:: Task to carry out ::
Every line of the following records that includes "outline" should be copied.

:: Given data ::
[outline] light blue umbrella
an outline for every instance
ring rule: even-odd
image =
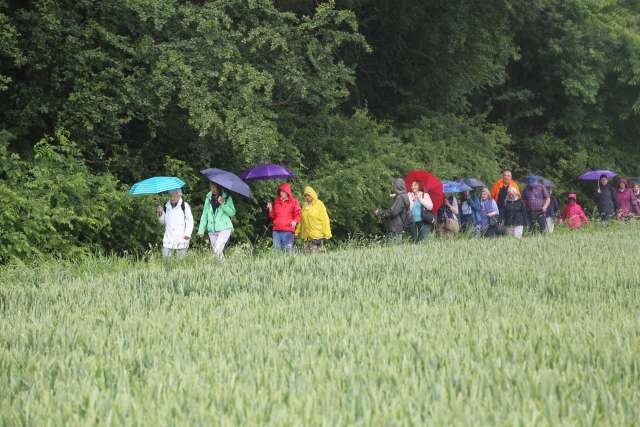
[[[129,189],[129,195],[142,196],[144,194],[158,194],[165,191],[177,190],[184,186],[184,181],[175,176],[154,176],[153,178],[148,178],[133,184]]]
[[[442,181],[442,186],[445,193],[462,193],[465,191],[471,191],[471,187],[464,182],[444,180]]]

:: Task answer ::
[outline] light blue umbrella
an outline for every instance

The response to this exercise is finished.